### Trecho para leitura:
────────────────────

O suporte de plástico rígido e o enxerto de pele de espessura total foram embebidos por pomada antibiótica e revestidos por gaze. O suporte intranasal permaneceu por sete dias para impedir qualquer colapso ou depressão do vestíbulo nasal.6 No 7º dia de pós-operatório, o suporte plástico e a gaze intranasal foram retirados e no 13º dia os pontos de sutura foram retirados (Figura 7).

 

RESULTADOS

O paciente evoluiu sem qualquer intercorrência, como infecção de sítio cirúrgico, formação de seroma, hematoma ou perda do enxerto, no pós-operatório. Evoluiu com bom resultado cosmético e seu seguimento foi realizado até nove meses de pós-operatório, quando foi reencaminhado para o ambulatório de origem (Figura 8).

 

DISCUSSÃO

O EPET é eficaz no reparo de defeitos nasais, porém muitas vezes inadequado para os defeitos cirúrgicos profundos do terço inferior do nariz, sendo necessário o uso de técnicas complementares para prevenir deformidades.6

Em reconstruções desse tipo de lesão com EPET, habitualmente o cirurgião dermatológico tende a superdimensionar o enxerto para que este possa “forrar” todo o fundo do leito, garantindo o contato do enxerto com o leito e, consequentemente, sua viabilidade. Realiza-se um curativo que é suturado ao enxerto (curativo de Brown) que tem como função empurrar o enxerto contra o leito. Estas duas etapas são fundamentais à pega do enxerto, mas são também responsáveis pelo “afundamento” do mesmo no pós-operatório, com perda do contorno nasal.

A técnica de drumhead adequa estas duas etapas, uma vez que subdimensiona o enxerto e, ao invés de empurrá-lo contra o fundo, traciona o leito contra o enxerto. O contato do leito da ferida com a pele enxertada permite a neovascularização e sobrevida do enxerto, além de prevenir hematoma5, formação de seroma e, principalmente, colapso interno do vestíbulo nasal ou qualquer depressão do enxerto.

────────────────────

### Dados de apontamento baseados em imagem:
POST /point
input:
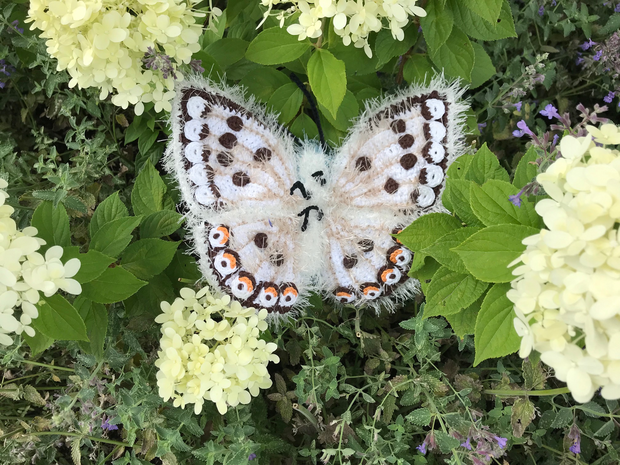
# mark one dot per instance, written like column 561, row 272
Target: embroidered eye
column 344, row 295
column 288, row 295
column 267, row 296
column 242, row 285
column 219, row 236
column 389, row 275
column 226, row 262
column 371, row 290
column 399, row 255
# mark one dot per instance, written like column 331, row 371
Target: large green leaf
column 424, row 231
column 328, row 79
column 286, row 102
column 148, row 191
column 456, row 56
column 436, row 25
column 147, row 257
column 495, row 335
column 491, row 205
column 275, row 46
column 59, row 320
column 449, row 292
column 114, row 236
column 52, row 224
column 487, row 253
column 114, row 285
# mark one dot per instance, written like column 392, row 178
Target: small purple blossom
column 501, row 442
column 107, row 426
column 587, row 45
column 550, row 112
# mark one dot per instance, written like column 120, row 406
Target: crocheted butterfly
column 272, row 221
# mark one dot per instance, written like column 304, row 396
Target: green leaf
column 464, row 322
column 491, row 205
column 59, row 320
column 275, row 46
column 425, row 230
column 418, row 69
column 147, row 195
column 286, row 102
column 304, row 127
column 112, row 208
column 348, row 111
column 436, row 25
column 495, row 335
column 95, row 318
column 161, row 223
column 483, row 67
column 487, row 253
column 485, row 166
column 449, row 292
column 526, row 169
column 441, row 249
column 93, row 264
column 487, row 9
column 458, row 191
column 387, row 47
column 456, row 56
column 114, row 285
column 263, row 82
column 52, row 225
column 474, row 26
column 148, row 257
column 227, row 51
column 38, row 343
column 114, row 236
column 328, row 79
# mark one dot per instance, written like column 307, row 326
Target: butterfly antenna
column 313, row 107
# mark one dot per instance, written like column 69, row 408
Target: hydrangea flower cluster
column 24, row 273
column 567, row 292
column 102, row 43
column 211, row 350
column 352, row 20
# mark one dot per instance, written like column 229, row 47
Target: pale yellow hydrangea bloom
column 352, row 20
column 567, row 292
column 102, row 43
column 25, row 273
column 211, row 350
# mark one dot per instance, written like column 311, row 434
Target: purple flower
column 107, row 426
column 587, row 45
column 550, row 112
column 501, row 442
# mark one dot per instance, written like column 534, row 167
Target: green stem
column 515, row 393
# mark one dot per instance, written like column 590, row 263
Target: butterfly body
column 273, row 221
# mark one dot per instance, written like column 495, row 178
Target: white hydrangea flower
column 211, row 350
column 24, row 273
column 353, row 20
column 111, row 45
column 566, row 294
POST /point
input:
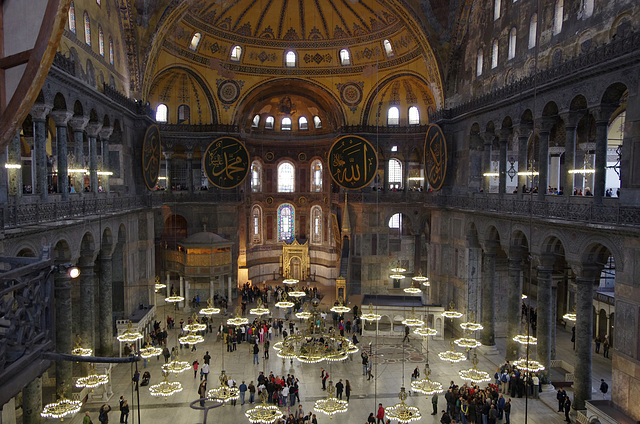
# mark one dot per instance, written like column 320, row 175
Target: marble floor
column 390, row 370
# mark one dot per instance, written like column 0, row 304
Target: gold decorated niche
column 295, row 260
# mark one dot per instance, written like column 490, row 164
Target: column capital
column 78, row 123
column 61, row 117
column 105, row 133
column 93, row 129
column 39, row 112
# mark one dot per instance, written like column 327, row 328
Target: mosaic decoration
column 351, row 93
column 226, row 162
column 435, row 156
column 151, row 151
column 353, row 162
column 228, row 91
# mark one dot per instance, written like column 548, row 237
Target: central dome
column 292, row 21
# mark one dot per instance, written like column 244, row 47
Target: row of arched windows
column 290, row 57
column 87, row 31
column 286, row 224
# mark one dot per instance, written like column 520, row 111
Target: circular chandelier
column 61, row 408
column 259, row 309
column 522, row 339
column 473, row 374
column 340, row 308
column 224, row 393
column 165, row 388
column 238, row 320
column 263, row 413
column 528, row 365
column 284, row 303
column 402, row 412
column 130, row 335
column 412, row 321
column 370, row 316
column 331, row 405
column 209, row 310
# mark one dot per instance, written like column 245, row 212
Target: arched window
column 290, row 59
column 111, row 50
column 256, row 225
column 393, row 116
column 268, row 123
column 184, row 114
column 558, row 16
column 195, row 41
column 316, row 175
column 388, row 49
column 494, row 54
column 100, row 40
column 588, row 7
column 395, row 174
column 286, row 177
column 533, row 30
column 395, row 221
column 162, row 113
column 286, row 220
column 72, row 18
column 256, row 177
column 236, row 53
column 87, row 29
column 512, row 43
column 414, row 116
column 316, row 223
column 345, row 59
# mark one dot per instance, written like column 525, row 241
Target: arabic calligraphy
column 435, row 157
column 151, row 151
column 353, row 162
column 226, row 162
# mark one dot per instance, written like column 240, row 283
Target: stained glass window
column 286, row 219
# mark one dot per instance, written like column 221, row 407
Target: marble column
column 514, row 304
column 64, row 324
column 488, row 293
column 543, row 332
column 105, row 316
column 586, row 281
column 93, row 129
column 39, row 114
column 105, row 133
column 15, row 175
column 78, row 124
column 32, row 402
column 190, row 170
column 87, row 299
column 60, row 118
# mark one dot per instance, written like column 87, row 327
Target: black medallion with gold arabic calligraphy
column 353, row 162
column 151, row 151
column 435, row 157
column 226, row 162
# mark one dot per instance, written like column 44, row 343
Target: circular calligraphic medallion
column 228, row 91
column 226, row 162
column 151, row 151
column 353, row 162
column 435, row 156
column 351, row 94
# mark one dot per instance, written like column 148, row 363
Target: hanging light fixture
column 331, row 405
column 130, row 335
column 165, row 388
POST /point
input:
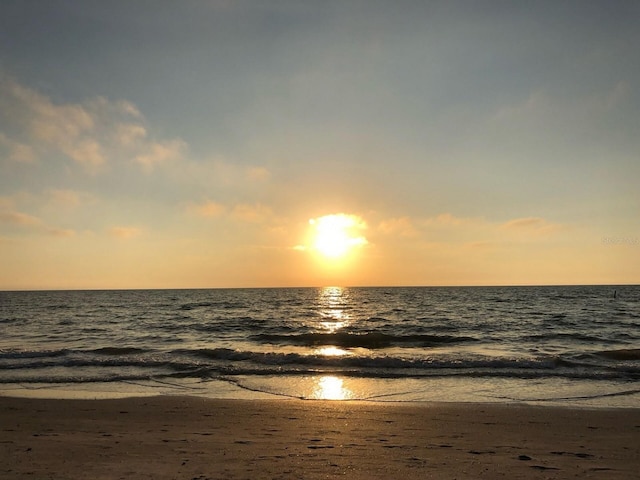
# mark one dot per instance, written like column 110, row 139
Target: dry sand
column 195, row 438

────────────────────

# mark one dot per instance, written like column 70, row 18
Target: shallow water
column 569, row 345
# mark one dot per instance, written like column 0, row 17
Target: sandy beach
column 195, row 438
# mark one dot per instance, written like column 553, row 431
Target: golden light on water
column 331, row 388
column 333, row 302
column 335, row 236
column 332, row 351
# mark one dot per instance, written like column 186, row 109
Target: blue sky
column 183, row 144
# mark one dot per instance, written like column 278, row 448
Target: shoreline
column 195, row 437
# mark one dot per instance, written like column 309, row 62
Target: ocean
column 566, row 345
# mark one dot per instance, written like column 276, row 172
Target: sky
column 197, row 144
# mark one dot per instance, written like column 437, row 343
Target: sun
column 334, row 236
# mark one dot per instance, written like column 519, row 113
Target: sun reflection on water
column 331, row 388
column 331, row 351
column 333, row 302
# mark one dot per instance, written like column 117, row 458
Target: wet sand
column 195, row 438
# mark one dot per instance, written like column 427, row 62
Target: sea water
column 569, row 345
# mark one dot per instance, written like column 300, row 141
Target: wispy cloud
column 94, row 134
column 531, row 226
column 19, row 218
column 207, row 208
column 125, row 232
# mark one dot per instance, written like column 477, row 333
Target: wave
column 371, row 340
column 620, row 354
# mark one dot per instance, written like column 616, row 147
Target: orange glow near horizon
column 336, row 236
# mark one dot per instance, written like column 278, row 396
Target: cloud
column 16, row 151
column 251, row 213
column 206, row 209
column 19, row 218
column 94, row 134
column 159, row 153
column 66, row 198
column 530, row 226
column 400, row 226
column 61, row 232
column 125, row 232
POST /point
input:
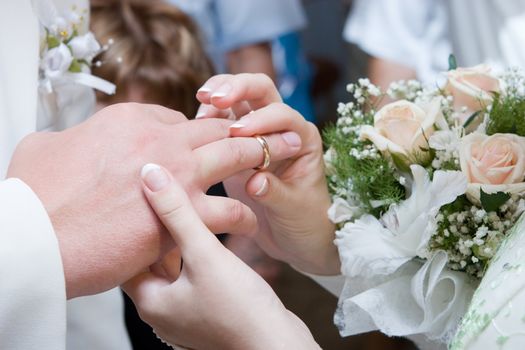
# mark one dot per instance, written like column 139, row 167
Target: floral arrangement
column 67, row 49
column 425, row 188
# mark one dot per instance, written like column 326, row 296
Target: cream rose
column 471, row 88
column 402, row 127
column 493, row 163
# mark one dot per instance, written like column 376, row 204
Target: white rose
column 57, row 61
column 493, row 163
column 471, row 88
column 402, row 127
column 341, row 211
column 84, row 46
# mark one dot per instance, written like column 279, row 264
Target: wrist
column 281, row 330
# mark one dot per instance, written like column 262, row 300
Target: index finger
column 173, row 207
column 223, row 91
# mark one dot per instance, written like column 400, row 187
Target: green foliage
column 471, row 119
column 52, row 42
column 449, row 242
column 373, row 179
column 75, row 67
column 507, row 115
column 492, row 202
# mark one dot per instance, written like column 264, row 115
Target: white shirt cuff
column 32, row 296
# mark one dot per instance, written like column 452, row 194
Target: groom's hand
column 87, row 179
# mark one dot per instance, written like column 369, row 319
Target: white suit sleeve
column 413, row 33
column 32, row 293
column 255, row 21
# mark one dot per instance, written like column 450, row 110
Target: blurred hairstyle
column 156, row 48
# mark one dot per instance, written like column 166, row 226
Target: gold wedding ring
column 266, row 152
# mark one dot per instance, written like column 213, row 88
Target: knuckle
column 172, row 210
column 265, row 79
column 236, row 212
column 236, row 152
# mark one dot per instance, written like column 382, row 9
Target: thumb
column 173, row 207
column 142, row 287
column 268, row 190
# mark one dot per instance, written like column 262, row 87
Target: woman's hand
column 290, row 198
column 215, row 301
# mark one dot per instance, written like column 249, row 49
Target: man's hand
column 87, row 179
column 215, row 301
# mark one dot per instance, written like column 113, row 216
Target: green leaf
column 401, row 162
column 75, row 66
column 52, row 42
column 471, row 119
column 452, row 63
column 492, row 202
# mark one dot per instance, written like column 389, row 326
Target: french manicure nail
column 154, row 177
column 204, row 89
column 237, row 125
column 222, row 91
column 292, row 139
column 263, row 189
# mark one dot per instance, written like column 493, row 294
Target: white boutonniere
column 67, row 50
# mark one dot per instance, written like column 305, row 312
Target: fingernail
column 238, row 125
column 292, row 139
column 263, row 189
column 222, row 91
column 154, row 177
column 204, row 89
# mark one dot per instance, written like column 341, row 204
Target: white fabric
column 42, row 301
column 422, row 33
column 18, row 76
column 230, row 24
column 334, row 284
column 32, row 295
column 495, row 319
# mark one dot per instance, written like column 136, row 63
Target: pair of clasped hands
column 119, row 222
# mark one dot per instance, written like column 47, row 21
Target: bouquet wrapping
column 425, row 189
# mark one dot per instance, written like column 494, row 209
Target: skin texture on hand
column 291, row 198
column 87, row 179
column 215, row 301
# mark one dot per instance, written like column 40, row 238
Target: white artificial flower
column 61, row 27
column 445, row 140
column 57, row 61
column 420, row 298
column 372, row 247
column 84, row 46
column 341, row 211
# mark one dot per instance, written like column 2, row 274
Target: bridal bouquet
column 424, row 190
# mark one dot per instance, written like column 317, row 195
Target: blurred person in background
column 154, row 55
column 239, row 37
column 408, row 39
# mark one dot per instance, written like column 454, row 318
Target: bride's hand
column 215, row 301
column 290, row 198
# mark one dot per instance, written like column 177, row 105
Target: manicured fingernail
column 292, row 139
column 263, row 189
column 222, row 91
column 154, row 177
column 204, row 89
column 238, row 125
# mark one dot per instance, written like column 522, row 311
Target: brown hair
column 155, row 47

────────────────────

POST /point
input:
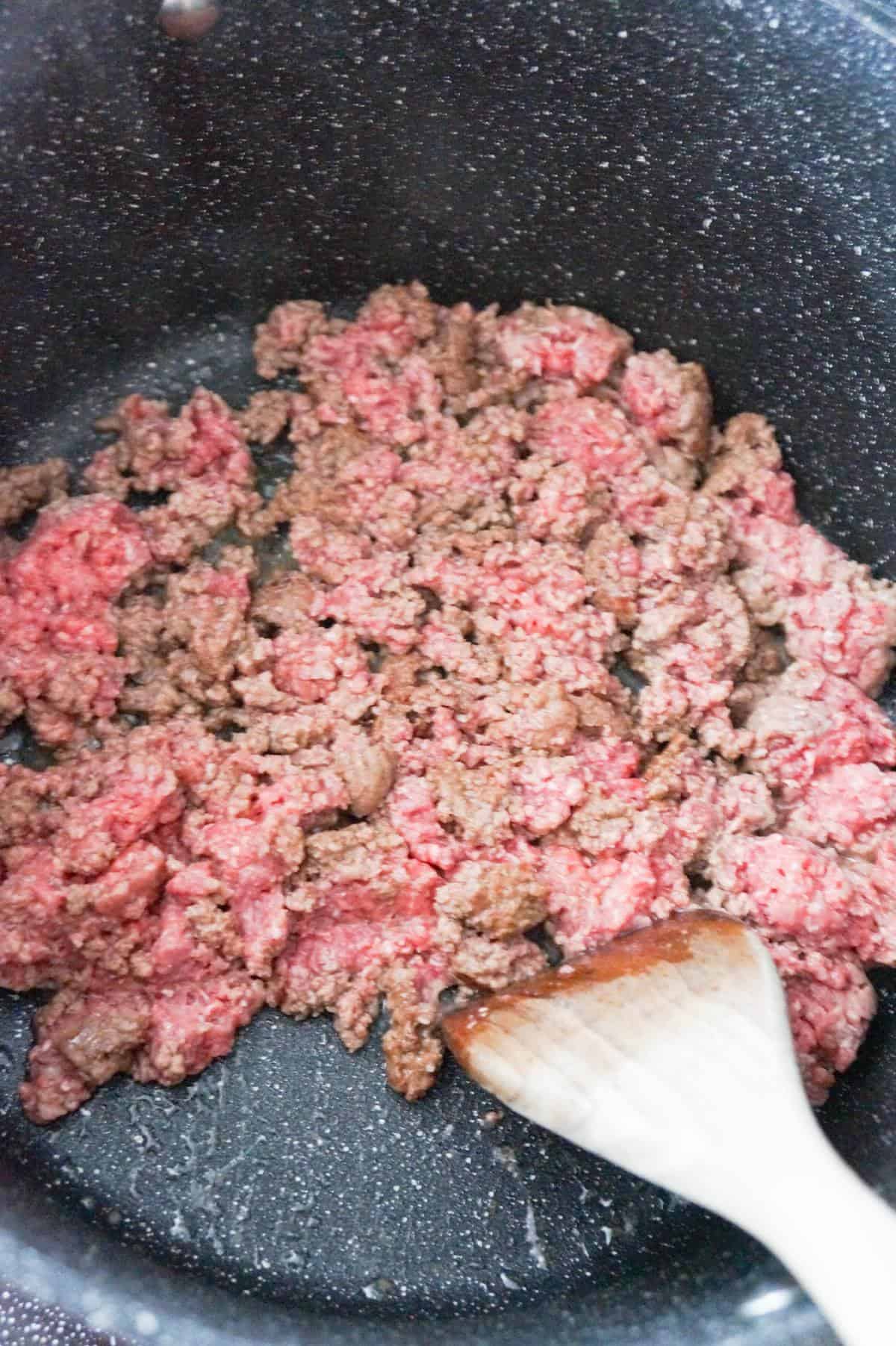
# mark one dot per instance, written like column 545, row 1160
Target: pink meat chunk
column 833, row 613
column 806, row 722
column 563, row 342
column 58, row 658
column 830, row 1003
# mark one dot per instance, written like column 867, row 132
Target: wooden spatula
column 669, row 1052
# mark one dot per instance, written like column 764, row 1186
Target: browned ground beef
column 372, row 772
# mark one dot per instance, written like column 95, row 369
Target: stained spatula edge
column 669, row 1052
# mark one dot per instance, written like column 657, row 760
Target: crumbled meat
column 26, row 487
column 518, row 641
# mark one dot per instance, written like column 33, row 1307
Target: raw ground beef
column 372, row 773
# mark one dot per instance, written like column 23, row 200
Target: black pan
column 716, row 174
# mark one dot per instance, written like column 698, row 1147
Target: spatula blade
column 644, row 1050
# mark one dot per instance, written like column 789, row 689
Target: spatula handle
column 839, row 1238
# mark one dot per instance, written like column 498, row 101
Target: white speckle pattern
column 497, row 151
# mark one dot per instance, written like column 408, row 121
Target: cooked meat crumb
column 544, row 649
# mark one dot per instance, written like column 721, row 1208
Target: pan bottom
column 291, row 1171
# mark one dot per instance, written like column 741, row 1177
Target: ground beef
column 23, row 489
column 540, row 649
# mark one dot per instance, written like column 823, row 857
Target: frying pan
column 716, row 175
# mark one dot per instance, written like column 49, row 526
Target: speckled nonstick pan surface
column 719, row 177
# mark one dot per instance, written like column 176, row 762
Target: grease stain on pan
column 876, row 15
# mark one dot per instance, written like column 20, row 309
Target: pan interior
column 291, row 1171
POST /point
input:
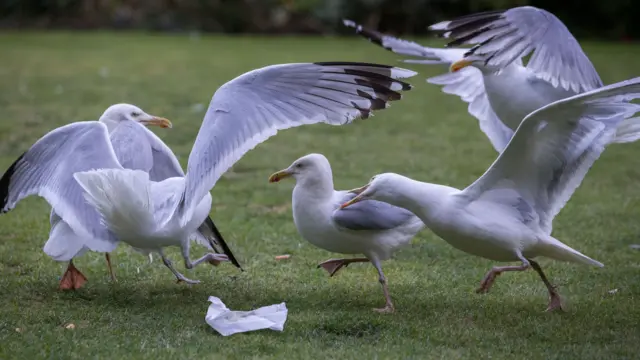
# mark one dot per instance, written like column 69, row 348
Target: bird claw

────────────────────

### Exercício 1:
Reproduza do trecho sobre a reconstrução nasal a parte entre "Em reconstruções desse" e "do contorno nasal.", inclusive.
### Exercício 2:
Dê continuidade ao trecho sobre a reconstrução nasal a partir da última frase apresentada.

### Resposta 1:
Em reconstruções desse tipo de lesão com EPET, habitualmente o cirurgião dermatológico tende a superdimensionar o enxerto para que este possa “forrar” todo o fundo do leito, garantindo o contato do enxerto com o leito e, consequentemente, sua viabilidade. Realiza-se um curativo que é suturado ao enxerto (curativo de Brown) que tem como função empurrar o enxerto contra o leito. Estas duas etapas são fundamentais à pega do enxerto, mas são também responsáveis pelo “afundamento” do mesmo no pós-operatório, com perda do contorno nasal.

### Resposta 2:
CONCLUSÃO

Assim, concluímos que o método de enxerto drumhead é uma técnica relativamente simples e bastante reprodutível. Por meio dela, conseguimos unir as qualidades estéticas dos retalhos com a segurança oncológica e simplicidade de execução dos enxertos na reconstrução de defeitos cirúrgicos profundos na região da ponta e asa nasais, preservando sua funcionalidade e cosmética.

 

CONTRIBUIÇÃO DOS AUTORES:

José Antônio Jabur da Cunha | 0000-0002-5780-0653
Aprovação da versão final do manuscrito; concepção e planejamento do estudo; elaboração e redação do manuscrito; participação efetiva na orientação da pesquisa; participação intelectual em conduta propedêutica e/ou terapêutica de casos estudados; revisão crítica da literatura; revisão crítica do manuscrito.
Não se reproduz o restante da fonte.